BEGIN Excerpt provided

The figures I gave are for illustration purposes. I seem to recall our discussion earlier this month that referred to me buying 25 lots of NG way-out-of-the-money options for 1 tick and selling them when the underlying exceeds a whole handle above the strike. This would be a return of $250,000 for the $625 investment - a return of 400-1 rather than 100-1. The point I'm trying to make here is that if you can get higher odds than the actual chances of something happening, then that proposition represents a good bet.

Another example would be if you were to offer me a roulette game where I get odds of 100-1 should the next two spins be the same number then I'd sit at your wheel all day and stick small bets on that because the odds of it occuring even on a vegas wheel are 1 in 38 for a return of 100-1 - A very good risk/reward ratio. I'm going to come out ahead if I sit long enough at the wheel to iron out the variance.

Many of the general public seem to think the odds of getting the same number twice in a row at any point are actually 1444:1 against (vegas wheel), and that ignorance of the true odds is the edge of which I speak! the odds ARE the latter figure IF you had to pick the number that came up to start with, but that wasn't in the proposition was it?

At the other end of the scale, if you wanted to bet me money on picking a single number and I palmed you off with 20-1 odds, then I'd be taking your money all day in this example.

END Excerpt provided
BEGIN Supplied entries

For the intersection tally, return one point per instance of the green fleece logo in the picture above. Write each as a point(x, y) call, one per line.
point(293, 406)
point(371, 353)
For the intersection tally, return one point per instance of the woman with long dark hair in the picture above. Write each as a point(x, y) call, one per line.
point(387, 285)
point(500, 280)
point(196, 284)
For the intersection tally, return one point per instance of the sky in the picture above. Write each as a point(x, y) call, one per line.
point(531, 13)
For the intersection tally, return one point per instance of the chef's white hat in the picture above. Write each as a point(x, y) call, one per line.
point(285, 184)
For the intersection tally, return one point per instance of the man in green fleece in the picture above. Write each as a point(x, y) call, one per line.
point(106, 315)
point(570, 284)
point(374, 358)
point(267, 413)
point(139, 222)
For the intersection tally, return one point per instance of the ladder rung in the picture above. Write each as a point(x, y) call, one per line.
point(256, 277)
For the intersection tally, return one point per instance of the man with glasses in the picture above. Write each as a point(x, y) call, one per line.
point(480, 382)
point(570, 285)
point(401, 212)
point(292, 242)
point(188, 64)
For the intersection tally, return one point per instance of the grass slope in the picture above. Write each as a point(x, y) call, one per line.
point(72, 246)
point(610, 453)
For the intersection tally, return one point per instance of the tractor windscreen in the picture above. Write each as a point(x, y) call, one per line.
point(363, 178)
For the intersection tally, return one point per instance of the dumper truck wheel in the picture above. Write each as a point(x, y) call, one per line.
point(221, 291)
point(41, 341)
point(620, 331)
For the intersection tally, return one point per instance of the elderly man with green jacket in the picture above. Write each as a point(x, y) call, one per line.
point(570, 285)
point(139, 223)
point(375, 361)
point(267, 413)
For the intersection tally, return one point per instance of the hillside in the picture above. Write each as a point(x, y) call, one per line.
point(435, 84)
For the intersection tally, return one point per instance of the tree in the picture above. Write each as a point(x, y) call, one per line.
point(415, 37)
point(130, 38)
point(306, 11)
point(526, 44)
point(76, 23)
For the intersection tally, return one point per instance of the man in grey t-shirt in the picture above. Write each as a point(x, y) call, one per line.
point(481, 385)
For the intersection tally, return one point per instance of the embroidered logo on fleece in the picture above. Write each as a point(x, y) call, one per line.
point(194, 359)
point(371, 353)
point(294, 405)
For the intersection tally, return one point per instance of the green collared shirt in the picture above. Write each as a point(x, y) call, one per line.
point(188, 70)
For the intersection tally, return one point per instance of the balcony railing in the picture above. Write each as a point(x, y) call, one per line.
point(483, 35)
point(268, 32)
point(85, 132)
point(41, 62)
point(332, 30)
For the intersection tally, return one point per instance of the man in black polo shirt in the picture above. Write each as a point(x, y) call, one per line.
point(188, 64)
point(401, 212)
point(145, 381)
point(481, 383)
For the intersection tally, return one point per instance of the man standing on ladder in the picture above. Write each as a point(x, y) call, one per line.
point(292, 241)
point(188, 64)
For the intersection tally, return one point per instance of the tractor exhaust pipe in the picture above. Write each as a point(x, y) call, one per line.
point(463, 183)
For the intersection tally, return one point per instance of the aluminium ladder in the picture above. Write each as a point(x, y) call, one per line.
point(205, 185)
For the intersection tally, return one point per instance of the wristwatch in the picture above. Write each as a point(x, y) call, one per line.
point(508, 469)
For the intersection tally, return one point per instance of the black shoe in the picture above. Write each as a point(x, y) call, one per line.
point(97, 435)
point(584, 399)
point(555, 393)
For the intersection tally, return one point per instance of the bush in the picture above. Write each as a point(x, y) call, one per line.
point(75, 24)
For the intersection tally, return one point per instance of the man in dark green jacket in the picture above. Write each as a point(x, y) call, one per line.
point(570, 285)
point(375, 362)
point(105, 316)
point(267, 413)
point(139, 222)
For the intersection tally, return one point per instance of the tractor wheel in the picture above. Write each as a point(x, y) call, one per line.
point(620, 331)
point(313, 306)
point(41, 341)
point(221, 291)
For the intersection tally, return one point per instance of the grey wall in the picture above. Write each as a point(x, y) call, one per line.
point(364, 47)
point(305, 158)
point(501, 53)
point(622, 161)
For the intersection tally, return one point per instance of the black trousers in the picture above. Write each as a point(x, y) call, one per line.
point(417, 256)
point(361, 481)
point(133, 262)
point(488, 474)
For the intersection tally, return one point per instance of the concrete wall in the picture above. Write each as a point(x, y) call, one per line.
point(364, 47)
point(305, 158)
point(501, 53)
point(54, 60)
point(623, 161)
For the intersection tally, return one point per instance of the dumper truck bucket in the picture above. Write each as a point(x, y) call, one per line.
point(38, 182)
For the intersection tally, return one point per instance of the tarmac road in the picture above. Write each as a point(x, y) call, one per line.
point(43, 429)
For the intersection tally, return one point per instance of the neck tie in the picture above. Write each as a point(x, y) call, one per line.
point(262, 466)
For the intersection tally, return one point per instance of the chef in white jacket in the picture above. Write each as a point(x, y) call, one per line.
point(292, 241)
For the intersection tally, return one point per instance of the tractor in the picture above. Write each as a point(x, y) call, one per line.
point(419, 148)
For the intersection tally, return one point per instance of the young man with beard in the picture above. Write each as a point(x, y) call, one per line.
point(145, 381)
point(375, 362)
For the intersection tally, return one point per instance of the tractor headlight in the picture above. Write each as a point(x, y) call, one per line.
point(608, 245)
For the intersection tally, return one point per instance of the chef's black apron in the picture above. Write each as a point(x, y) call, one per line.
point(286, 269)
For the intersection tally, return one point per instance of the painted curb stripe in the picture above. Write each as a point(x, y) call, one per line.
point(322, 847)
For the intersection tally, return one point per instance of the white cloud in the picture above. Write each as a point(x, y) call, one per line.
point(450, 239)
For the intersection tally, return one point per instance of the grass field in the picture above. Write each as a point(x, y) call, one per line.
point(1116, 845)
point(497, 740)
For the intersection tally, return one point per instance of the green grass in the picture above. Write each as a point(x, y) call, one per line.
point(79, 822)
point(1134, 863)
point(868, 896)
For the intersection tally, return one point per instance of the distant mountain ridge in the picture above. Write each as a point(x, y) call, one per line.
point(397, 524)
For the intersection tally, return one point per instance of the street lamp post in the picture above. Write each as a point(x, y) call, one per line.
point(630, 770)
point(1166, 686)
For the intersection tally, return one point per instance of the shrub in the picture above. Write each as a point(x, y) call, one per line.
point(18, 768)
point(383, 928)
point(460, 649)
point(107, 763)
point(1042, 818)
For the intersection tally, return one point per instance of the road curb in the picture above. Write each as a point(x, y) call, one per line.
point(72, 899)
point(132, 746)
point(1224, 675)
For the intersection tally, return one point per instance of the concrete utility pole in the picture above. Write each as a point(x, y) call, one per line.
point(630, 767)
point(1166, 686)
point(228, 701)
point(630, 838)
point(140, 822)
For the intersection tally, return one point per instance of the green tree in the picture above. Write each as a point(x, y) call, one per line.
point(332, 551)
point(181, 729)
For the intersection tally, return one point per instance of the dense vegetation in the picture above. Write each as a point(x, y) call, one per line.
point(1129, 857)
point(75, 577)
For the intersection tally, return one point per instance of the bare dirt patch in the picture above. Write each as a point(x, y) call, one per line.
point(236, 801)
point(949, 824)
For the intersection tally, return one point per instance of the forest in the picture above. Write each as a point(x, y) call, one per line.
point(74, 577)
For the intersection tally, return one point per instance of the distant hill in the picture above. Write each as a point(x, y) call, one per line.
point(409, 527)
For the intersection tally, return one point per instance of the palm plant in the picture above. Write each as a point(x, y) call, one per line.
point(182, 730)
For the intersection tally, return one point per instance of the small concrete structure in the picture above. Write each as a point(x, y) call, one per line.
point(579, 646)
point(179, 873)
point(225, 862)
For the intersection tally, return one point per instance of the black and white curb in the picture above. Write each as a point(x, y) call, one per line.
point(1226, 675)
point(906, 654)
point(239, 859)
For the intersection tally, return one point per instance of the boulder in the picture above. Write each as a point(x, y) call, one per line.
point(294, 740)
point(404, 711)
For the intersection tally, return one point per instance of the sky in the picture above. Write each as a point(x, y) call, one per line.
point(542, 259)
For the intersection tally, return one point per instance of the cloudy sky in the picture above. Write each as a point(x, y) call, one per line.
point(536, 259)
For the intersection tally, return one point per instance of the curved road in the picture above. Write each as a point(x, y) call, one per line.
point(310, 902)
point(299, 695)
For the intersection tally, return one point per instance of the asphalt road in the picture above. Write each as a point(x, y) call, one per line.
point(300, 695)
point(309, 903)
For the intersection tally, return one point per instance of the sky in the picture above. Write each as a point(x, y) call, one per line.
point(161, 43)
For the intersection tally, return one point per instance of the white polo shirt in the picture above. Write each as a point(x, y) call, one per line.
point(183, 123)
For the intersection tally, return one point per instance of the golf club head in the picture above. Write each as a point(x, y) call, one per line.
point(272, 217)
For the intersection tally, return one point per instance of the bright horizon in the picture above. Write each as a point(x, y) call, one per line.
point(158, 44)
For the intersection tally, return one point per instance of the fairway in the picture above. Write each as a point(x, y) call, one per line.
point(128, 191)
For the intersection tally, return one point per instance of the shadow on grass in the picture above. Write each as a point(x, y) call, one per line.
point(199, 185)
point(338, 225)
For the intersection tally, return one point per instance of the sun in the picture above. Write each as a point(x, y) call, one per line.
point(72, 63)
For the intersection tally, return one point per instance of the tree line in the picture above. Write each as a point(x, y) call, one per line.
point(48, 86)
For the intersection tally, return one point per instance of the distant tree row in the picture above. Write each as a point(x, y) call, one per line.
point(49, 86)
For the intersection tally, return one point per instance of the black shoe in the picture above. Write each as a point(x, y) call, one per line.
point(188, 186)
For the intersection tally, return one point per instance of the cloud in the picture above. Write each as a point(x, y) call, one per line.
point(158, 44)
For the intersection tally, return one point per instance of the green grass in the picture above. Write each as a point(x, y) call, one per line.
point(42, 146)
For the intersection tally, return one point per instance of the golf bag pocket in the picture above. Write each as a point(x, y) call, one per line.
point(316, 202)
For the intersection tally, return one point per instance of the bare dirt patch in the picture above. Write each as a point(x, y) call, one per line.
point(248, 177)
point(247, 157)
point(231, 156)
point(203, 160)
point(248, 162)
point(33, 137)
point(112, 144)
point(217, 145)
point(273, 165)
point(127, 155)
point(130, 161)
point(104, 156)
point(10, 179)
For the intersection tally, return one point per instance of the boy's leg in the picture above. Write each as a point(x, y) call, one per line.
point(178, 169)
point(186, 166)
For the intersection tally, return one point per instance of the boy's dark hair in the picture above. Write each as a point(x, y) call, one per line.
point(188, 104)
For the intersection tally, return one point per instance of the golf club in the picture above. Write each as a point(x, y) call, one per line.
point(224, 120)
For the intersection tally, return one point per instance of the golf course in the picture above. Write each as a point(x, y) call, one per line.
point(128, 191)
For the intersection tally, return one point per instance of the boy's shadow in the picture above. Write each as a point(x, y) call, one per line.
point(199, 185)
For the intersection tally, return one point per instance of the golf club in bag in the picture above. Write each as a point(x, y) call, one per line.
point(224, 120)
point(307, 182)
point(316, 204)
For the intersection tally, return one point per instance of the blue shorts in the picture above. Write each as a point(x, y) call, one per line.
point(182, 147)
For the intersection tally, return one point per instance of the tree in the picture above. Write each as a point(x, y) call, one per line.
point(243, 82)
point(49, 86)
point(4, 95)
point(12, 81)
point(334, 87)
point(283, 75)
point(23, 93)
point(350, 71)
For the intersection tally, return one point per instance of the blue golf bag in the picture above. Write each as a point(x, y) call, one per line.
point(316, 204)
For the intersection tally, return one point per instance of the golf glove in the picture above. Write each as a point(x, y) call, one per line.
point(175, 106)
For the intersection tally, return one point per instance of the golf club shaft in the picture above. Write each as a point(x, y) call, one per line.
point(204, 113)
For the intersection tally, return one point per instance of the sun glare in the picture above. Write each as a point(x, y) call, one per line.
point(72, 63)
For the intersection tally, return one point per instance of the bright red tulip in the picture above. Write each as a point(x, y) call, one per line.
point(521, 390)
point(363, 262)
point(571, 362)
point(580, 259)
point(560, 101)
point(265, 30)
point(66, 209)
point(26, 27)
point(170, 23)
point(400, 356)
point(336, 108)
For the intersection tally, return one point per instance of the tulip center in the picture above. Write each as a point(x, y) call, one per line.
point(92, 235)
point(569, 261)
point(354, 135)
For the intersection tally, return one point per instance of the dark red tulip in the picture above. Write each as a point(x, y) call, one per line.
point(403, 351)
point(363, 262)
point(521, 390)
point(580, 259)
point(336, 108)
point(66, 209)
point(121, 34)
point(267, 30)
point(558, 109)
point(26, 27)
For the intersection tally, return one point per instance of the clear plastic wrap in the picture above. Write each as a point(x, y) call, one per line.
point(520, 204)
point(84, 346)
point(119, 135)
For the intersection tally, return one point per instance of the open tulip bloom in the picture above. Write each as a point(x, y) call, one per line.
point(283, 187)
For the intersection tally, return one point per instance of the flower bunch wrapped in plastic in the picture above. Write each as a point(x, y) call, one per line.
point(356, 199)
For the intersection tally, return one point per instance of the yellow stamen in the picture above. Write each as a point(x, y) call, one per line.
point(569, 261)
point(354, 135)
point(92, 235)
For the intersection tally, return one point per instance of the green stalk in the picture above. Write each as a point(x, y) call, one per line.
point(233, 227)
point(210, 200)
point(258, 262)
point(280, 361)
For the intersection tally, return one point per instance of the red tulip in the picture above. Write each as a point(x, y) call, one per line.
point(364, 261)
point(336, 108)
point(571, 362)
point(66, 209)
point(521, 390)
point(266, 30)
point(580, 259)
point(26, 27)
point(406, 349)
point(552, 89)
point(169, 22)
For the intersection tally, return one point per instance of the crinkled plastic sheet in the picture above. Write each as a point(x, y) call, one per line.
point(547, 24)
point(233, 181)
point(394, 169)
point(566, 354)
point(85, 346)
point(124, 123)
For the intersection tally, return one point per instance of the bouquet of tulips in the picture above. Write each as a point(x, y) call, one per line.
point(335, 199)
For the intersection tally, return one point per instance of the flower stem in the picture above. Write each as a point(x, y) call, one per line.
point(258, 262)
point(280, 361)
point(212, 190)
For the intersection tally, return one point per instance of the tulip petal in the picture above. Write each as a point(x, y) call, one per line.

END Supplied entries

• _Exercise_: Extend the post about betting odds and finding an edge, starting right after its final sentence about the 20-1 offer on a single number.

• _Reply_:
Mug punters who bet things like throwing craps (30-1 return for a 36-1 probability) are throwing their money away in the exact same way.

I believe the skill of the trader isn't so much about trying to predict the future direction of markets (which is what a large number of the public think "futures" trading actually involves!) but making and taking proposition punts from the rest of the crowd should you spot an edge that the other guy has not in the setup under view.

The obvious example of such a trade is the arbitrage trade.

Locals in the pits are closer to the market, and therefore get an edge on this kind of trade.

In a global age however, being right about an event can still make you wrong the market because the market is full of idiots pushing prices where they should not be going.

An example of this is the dot com stock market evaluations.

I believe this has happened today in Coffee, where I got a surpise fill at 23340 in the march contract for a sale at what was up around 900 on the day. I have no interest in "buying breakouts" but am quite happy to risk the "trying to catch the knife" in shorting coffee pretty much at the highest price it has been at for years on poor fundementals looking ahead for the coffee market.

I believe the speculating community is trying to make coffee the "next cotton". I believe the odds are stacked in my favour against people who might be buying this "breakout".

Sold 1 KCH11 @ 23340

(already Short 1 ZGG11 @ 13884)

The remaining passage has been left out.